Hi @DavidBuzz and @tridge,
Thanks for having a look. The plotting side of the application still needs a lot of work to be useful but the fundamentals of uploading and processing a log are pretty solid. The log processing and plot session hosting does occur server side in this application. As you suggested, server resources could become an issue if the number of users performing large amounts of analysis on big logs was high. I have attempted to minimise server CPU and RAM usage by trying to be clever with how the application works (which I will cover at the end of this post if you are interested…).

@tridge Your suggestion of a client side processing and log display + interaction is a really good idea for a lightweight, almost server-less implementation (having the server only serve the javascript, which then does all the work client side). That form of implementation does have its own set of limitations when it comes to being able to share logs and analysis, but it really comes down to what service(s) Ardupilot wants to offer its user base. Sorry for adding confusion re the GSoC objectives, that was not my intention!

I’d be interested to know if a refined version of this application would be at all useful to the Ardupilot community, and if so, I would happily take on ideas to help meet desired requirements and features. On the flip side if it is not envisioned to be of use that’s also perfectly fine, as I’m enjoying using the project to teach myself some new python web technologies :slight_smile:

Some notes on how the application works and where / how I have tried to save server memory:
Uploaded files are placed in a REDIS queue to be processed by a single celery background task. By limiting the background task to one worker, logs are processed sequentially in the order they were uploaded. e.g.: If multiple users upload multiple logs the lone processing task will only ever consume as much memory as the size of the log it is currently processing.

The heavy lifting of the processing occurs in a modified version of mavmemlog, which writes the log to disk in a directory structure. All messages of each type are stored in binary numpy arrays with named columns, while other useful bits of data (such as flight modes, params, etc…) are later stored in JSON text files.

Attacking the problem this way means each log is only ever processed once and it allows the required message types of interest (now binary numpy arrays with named columns) to be loaded very quickly from file. This significantly reduces memory requirements during the plotting operation and makes math / conditional masking easy.

Lastly, I was having issues with the bokeh plotting servers not releasing memory correctly so I wrapped the server and added a (currently very simple) memory watching load balancer which only spins up a new bokeh server when a user starts an analysis on a log. If the session times out or the user navigates away from the analysis page the bokeh server connection is closed, the process stopped and it re-enters the available server pool.


(tridge) #6

yes, I for one am definately interested, and I’m sure we can fund the server resources.

it isn’t just load, its also usability for the user. For example, when I analyse a log I commonly zoom into one critical region less than 1 second long, and I need to see every data point we have in that second (eg. 400 values). With server side processing you can’t produce graphs that detailed for the whole log, so you can only do big-picture views.
With a client-side viewer you can zoom right down to the individual data points.

The client side JS code should be able to access any log on the server. So we’d still have a common server where users upload logs, its just that the graph rendering would be done client side.
The JS I used for my solar system is here:
I think it wouldn’t be too hard to adapt this to DF logs.
Another concern I have with server side is the potential for security vulnerabilities. We’d need to make sure all the log processing couldn’t be manipulated by a malicious user uploading a bad log to either breach or crash the server.
A server side solution is still better than having no solution at all, but longer term I’d much prefer a client side system.
Cheers, Tridge

(David Buzz) #7 currently offers most of the features we were looking for, it’s closed source, doesn’t do 3D visualisations, doesn’t have a back-end that lets ardupilot do statistical analysis later, doesn’t let users “share” their logs easily with someone else ( ie upload to a unique url for sharing etc ) , but otherwise it’s javascript in-the-browser log analysis is fast and its graphs are good.

Input
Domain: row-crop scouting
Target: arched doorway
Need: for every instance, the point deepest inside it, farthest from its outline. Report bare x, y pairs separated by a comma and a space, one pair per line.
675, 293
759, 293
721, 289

To be done
- a) In the forum discussion, how many workers is the celery background task limited to?
- b) Write out every line of the entries again, requests included. Multiply each coordinate in the answers by 1.55 and round to whole numbers, with halves rounded up.
The forum discussion and the entries are unrelated material.

Written responses
- a) It is limited to one worker.

- b)
Domain: row-crop scouting
Target: arched doorway
Need: for every instance, the point deepest inside it, farthest from its outline. Report bare x, y pairs separated by a comma and a space, one pair per line.
1046, 454
1176, 454
1118, 448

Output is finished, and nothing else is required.